Goal:
Quote in full every sentence in the ink jet passage below that begins with the words "In this way".

----- Supplied passage -----

The ink discharge pulse signal may be made up of a plurality of pulses.

In this way, an increase in the viscosity of ink is suppressed even for those nozzles through which ink is not discharged for a long period of time not only when forming small dots but also when forming medium dots. Thus, when forming medium dots, it is possible to obtain an effect as that obtained when forming small dots.

Each of the auxiliary pulse signal and the ink discharge pulse signal may be a pulse signal for driving the actuator so as to first depressurize, and then pressurize, the pressure chamber.

In this way, each of the auxiliary pulse signal and the ink discharge pulse signal is a pulse signal having a so-called “pull-push waveform”. When such a signal is supplied, the volume of the pressure chamber first increases and then decreases, whereby an ink meniscus is first pulled into the nozzle, and then pushed back outward from the inside of the nozzle. This replaces ink in the vicinity of the nozzle opening, and discharges an ink droplet from the nozzle.

It is preferred that a time T from a completion of the supply of the auxiliary pulse signal until a start of the supply of the ink discharge pulse signal is set to satisfy n*Tc+Tc/4≦T≦n*Tc+3Tc/4, where Tc is a Helmholtz period of a head, and n is zero or a natural number.

Note that the term “Helmholtz period of a head” as used herein refers to the natural period of the entire vibration system including the ink (an acoustic element), the actuator, etc.

In this way, the vibration caused by the auxiliary pulse signal is more likely to be resonant with that caused by the ink discharge pulse signal, thus increasing the discharged ink volume.

It is preferred that: a pulse width of the auxiliary pulse signal is set to be to of a Helmholtz period of a head; and a peak value of the auxiliary pulse signal is set to be less than or equal to a value that is 0.6 times that of the ink discharge pulse signal.

In this way, the auxiliary pulse signal can be used as a signal that is very suitable for replacing ink in the vicinity of the nozzle opening without discharging an ink droplet.

The ink jet recording apparatus may further include: an ink jet head including at least the head body and the actuator; and a driving mechanism for relatively moving the ink jet head and a recording medium with respect to each other.

----- Provided material -----

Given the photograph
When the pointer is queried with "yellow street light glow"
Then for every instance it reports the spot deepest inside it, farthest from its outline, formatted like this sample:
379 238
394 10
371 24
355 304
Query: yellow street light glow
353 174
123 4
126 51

-----

The response:
1. In this way, an increase in the viscosity of ink is suppressed even for those nozzles through which ink is not discharged for a long period of time not only when forming small dots but also when forming medium dots.
2. In this way, each of the auxiliary pulse signal and the ink discharge pulse signal is a pulse signal having a so-called “pull-push waveform”.
3. In this way, the vibration caused by the auxiliary pulse signal is more likely to be resonant with that caused by the ink discharge pulse signal, thus increasing the discharged ink volume.
4. In this way, the auxiliary pulse signal can be used as a signal that is very suitable for replacing ink in the vicinity of the nozzle opening without discharging an ink droplet.